EXERCISE REQUIREMENTS: Scan the records below, and wherever a line has the word "pool", pull it out.
··· DATASET CONTENT
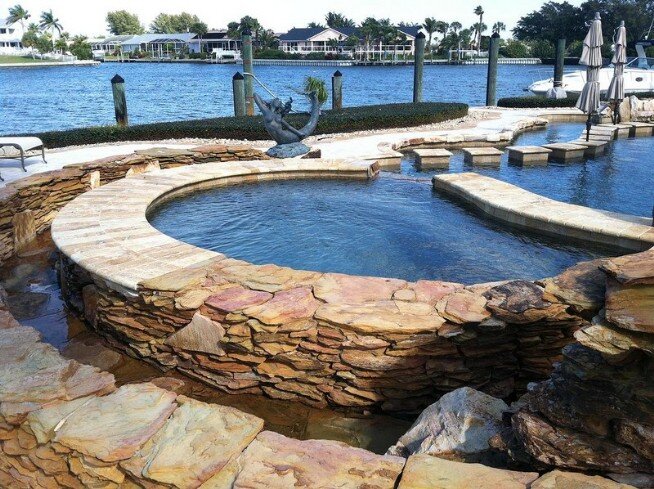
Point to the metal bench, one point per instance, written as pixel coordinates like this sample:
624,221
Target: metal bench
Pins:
23,145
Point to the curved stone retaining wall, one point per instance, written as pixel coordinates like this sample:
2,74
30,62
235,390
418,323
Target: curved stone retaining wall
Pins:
67,425
320,338
28,206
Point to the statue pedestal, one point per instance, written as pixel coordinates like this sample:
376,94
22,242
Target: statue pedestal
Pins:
290,150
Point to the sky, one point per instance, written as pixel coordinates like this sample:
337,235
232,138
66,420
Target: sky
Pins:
87,17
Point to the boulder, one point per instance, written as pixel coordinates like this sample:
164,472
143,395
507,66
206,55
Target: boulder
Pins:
457,426
427,472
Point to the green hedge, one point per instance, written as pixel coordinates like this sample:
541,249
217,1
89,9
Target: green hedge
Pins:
542,102
346,120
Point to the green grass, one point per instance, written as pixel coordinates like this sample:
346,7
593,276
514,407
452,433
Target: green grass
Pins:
252,128
6,59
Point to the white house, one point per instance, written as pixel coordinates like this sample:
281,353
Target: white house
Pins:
10,38
334,41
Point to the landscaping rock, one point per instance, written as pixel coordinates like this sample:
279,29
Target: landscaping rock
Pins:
459,425
427,472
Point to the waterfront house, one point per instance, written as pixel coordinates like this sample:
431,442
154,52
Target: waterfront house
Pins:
216,43
160,45
335,41
10,38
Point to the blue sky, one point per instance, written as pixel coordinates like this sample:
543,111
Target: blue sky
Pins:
87,17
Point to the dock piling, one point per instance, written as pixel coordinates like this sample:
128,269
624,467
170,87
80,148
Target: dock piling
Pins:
418,65
491,80
246,37
238,86
337,90
120,102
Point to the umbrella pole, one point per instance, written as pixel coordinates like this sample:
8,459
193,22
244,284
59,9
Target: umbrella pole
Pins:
588,126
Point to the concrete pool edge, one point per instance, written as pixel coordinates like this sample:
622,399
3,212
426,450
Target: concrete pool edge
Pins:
518,207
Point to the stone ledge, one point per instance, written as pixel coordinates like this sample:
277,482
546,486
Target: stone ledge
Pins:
521,208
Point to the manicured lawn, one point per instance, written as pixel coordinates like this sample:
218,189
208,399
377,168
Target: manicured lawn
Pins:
19,59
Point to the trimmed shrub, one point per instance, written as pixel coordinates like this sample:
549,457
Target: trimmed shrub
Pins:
252,128
533,101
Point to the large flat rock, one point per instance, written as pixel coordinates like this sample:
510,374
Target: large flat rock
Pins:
114,427
197,442
273,461
427,472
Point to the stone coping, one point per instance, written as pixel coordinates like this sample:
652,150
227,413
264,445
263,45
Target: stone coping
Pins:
107,233
521,208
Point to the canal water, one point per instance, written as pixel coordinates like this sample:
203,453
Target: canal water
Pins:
43,99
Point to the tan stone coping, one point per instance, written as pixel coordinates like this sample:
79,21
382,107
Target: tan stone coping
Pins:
106,231
525,209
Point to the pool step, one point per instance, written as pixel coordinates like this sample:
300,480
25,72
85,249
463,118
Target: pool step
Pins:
593,147
432,159
565,151
529,155
640,129
482,156
622,130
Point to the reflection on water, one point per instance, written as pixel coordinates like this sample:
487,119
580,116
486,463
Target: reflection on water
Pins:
385,227
35,300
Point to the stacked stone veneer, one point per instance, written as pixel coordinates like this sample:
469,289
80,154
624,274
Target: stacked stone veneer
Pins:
28,206
320,338
67,425
596,412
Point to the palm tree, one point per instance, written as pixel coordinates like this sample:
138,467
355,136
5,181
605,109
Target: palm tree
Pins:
498,27
49,22
430,25
479,10
18,14
456,27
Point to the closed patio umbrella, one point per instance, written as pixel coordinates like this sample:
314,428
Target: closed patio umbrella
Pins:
616,88
591,56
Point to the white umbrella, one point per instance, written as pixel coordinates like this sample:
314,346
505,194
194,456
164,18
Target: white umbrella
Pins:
616,88
591,56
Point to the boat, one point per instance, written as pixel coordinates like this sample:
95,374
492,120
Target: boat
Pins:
······
RESPONSE TO THIS EXERCISE:
Point to the concrete pool edge, one point per instance, written as pixel coordinates like this sample:
Target: concrete pool edge
Point to the pool step, one point per instance, written as pixel coordinates like this sample:
Target: pool step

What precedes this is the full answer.